Set down, word for word, the stretch of lines from the one containing "Guideline: for every instance of the gray wing, set" to the end of the records below.
-- START --
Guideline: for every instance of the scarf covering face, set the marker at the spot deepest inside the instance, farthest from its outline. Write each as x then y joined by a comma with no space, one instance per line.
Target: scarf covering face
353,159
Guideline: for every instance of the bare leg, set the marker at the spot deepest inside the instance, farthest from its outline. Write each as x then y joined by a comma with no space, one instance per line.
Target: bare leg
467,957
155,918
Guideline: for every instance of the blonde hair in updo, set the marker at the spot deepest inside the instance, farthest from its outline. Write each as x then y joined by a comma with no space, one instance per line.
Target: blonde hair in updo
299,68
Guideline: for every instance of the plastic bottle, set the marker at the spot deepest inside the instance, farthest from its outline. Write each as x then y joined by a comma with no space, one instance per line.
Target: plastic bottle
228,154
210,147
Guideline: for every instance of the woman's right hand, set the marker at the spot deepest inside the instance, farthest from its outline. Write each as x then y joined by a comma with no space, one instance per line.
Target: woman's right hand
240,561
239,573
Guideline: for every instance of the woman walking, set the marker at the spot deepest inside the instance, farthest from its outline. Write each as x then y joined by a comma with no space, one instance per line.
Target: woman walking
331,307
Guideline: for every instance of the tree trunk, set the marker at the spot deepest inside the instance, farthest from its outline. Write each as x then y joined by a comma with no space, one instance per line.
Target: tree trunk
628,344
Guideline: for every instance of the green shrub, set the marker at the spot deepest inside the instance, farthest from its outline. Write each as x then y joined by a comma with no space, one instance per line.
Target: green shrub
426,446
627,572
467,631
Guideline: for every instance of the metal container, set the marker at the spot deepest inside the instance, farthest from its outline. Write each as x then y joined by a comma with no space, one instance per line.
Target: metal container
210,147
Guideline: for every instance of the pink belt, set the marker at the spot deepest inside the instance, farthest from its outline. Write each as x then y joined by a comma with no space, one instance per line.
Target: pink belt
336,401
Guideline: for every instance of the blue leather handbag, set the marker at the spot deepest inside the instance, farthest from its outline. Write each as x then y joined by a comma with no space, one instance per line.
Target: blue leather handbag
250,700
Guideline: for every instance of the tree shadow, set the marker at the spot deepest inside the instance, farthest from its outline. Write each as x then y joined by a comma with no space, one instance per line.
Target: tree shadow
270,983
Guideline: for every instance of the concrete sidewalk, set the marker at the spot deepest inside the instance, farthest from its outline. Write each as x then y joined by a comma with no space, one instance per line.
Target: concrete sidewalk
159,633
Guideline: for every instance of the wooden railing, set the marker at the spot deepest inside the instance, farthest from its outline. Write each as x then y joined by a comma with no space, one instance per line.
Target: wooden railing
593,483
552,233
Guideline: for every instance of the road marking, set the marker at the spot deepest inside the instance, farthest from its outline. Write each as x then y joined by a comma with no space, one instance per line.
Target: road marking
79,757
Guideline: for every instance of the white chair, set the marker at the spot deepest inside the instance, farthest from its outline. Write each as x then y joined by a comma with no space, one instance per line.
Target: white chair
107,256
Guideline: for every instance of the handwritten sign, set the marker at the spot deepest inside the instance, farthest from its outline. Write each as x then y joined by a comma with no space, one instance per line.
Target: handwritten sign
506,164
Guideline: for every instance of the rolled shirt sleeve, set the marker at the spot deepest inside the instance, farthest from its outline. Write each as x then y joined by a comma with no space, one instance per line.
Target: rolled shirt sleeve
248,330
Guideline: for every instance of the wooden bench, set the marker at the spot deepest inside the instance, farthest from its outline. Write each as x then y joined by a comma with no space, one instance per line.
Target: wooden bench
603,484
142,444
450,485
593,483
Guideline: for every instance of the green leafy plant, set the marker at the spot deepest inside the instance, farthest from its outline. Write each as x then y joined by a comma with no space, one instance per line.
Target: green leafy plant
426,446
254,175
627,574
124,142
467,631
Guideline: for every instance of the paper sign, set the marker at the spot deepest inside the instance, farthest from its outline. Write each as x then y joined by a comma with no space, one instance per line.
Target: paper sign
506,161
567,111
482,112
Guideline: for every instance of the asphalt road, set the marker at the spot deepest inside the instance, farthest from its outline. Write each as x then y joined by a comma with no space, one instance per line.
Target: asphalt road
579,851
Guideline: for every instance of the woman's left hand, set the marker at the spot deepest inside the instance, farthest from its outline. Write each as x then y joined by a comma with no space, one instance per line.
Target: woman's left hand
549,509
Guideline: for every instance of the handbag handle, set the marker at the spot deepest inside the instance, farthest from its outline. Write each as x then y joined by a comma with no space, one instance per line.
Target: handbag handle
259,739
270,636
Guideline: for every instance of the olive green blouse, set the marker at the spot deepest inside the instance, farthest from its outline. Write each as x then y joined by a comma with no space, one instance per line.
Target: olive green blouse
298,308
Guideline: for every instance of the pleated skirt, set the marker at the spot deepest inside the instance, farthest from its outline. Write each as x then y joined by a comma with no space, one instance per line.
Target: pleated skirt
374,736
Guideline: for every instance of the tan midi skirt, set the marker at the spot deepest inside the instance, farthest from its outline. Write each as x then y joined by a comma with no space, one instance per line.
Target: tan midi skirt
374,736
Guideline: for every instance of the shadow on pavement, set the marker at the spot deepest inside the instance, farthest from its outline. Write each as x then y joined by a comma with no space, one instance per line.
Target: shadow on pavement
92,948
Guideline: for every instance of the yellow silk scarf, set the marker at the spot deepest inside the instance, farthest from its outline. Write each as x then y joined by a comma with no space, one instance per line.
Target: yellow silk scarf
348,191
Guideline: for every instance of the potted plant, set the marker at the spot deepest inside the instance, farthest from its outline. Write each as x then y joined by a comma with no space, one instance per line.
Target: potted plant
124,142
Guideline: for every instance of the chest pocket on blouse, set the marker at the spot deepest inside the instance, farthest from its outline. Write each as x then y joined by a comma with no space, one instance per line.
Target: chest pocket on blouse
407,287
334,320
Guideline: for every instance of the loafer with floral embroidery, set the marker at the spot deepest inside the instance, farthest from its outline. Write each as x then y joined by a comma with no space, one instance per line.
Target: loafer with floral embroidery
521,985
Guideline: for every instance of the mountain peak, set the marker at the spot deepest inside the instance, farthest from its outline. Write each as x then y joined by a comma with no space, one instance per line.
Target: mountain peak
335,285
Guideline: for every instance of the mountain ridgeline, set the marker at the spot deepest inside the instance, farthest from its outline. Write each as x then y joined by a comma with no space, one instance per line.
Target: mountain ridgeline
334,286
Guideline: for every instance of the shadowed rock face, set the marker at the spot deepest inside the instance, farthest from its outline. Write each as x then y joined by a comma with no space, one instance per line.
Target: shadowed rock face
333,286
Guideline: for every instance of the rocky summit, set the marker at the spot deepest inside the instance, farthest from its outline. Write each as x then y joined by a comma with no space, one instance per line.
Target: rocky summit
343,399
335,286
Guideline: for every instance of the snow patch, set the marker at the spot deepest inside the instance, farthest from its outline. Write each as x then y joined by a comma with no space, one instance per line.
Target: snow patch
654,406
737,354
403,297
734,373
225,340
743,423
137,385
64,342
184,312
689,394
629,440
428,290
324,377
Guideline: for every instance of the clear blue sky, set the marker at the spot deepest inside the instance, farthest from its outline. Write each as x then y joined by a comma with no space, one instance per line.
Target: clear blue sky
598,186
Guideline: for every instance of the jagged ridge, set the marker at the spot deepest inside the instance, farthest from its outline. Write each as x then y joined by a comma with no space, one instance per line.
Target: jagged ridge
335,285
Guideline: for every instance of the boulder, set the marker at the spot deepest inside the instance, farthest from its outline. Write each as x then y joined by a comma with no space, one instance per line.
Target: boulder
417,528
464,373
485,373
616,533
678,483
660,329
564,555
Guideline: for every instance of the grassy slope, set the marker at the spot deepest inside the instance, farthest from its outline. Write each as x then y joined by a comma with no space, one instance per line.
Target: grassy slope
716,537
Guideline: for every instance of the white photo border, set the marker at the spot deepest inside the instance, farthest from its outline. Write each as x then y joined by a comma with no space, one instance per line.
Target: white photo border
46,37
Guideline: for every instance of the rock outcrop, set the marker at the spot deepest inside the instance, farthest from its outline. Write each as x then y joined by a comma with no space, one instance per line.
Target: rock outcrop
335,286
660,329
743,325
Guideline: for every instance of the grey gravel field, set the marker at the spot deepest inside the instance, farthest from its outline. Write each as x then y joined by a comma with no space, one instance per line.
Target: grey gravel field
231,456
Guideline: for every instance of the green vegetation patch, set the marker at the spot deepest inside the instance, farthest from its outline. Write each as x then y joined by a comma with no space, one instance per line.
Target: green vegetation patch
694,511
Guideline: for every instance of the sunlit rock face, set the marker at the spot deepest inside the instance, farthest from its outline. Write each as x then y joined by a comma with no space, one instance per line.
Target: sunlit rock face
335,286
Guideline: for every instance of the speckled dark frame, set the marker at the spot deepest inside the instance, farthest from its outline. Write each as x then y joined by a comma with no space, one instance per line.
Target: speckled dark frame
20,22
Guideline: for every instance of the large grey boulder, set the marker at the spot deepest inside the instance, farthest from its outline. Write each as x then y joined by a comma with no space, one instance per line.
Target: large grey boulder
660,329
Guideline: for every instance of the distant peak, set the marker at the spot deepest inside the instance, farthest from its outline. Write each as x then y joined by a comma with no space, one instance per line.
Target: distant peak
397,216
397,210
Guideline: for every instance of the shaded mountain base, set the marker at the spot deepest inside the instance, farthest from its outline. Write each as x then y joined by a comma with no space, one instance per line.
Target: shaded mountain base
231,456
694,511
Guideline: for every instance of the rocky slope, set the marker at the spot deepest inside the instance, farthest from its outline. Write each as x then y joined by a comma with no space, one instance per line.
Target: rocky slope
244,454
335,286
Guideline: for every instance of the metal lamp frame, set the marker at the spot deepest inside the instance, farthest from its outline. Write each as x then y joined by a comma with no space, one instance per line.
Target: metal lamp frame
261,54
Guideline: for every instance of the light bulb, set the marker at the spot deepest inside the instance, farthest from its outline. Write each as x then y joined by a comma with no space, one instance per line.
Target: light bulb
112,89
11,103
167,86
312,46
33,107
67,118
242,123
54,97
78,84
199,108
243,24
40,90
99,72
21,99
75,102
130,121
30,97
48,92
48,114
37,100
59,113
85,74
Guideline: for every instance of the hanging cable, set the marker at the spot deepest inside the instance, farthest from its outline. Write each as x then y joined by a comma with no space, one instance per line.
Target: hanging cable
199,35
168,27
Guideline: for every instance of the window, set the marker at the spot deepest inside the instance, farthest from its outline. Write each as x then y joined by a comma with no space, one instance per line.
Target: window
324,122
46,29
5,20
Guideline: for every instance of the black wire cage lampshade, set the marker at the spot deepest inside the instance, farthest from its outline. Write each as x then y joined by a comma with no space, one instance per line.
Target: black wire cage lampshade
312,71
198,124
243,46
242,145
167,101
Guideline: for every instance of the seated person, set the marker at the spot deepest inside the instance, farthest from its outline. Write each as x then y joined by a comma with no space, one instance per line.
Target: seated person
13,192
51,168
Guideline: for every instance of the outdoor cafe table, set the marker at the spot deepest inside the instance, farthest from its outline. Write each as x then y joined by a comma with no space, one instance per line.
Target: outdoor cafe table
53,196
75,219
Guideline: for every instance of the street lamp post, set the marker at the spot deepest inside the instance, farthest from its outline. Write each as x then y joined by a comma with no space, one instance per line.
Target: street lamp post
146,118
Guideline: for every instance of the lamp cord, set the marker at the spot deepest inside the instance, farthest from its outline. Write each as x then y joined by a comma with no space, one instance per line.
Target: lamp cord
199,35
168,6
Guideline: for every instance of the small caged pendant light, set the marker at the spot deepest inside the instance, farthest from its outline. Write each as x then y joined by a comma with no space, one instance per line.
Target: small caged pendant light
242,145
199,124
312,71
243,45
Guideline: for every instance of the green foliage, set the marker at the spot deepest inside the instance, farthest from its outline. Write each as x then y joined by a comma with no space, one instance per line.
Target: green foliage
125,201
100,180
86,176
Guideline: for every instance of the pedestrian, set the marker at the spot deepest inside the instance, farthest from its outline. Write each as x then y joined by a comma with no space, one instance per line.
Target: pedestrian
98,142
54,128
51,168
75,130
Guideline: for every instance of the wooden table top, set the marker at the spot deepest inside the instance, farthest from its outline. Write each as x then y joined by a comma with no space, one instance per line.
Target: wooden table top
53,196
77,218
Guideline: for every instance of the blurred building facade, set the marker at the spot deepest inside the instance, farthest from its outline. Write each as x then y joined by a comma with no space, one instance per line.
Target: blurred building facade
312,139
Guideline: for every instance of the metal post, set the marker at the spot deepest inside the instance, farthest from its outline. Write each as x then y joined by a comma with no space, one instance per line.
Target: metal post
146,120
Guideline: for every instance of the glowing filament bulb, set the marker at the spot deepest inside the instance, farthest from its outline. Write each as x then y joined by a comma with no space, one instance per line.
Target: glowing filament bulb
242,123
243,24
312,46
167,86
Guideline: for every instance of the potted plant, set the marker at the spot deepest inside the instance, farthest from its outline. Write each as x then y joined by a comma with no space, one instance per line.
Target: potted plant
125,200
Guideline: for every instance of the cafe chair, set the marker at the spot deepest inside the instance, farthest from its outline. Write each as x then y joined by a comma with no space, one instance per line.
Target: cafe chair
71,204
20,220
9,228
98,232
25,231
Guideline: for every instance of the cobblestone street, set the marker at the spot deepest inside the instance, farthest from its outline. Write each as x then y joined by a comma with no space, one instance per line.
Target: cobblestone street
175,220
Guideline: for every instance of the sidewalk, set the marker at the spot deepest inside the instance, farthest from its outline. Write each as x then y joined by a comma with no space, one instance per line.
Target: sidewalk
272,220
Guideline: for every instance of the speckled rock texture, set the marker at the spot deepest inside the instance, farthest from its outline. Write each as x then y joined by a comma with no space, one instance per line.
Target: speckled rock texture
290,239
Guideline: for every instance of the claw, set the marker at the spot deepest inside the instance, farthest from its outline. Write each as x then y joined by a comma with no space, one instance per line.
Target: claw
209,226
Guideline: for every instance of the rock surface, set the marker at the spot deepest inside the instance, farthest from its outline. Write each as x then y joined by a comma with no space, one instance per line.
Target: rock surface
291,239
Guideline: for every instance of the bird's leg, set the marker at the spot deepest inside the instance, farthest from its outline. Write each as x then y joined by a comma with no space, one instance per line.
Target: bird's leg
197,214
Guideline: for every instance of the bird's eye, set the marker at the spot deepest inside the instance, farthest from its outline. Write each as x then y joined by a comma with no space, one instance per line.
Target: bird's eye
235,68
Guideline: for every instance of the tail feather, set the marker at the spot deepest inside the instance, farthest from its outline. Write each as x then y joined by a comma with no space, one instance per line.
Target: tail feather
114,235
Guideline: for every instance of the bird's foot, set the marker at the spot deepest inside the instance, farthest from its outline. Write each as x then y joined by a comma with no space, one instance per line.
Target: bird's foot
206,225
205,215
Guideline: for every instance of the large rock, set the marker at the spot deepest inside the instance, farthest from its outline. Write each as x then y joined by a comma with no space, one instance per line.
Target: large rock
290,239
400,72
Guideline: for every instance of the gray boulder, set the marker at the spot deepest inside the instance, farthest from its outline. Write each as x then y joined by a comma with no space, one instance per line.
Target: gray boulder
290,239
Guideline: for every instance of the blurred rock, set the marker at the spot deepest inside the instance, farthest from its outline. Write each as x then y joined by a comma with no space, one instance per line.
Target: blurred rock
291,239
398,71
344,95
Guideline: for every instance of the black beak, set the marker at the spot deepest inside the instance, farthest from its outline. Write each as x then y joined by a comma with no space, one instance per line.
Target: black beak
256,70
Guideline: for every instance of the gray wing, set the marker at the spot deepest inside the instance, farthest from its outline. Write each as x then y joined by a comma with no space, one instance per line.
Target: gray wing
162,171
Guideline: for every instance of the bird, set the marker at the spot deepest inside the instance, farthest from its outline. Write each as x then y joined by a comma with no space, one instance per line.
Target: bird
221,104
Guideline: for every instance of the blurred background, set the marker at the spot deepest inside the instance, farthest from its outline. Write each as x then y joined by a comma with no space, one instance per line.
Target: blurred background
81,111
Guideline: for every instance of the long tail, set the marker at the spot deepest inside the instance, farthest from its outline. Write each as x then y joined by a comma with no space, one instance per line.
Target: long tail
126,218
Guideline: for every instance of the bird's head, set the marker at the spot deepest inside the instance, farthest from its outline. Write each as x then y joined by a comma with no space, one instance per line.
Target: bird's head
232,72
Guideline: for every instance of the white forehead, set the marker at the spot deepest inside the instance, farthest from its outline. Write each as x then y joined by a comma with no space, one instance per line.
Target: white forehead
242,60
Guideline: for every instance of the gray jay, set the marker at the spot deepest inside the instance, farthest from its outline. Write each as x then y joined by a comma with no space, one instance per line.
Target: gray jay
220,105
-- END --
■ Solution for this task:
Guideline: for every instance of the gray wing, set the marker at the spot deepest inside the instance, farthest from its outline. Write each as x then y joined by a comma with no space, one instance per line.
Target: gray wing
162,171
Guideline: for every instance of the bird, set the marker at the spot deepest inside the instance, farthest from its outline. Write each as x then y joined by a comma with no space, one instance per line.
Target: bird
221,104
Guideline: for every instance of the blurred background, set the marker at the spot deepest inside the instance, farthest from its outline. Write each as x then y joined by a comma with no space, one instance per line.
Target: blurred background
81,111
Guideline: for every instance of the long tail, set the marker at the spot deepest inside the instance, farthest from its outline. Write each as x then y joined by a comma with no space, one instance per line.
Target: long tail
126,218
Guideline: for every instance of the bird's head, set the marker at the spot deepest inside the instance, farthest from its outline. Write each as x then y joined by a comma with no space, one instance per line.
Target: bird's head
232,72
Guideline: for every instance of the white forehead, set the marker at the spot deepest inside the instance, farthest from its outline. Write each as x then y joined by a comma with no space, one instance per line.
Target: white forehead
242,60
Guideline: for every instance of the gray jay, set the marker at the spot deepest inside the instance, farthest from its outline. Write each as x then y joined by a comma with no space, one instance per line.
Target: gray jay
220,105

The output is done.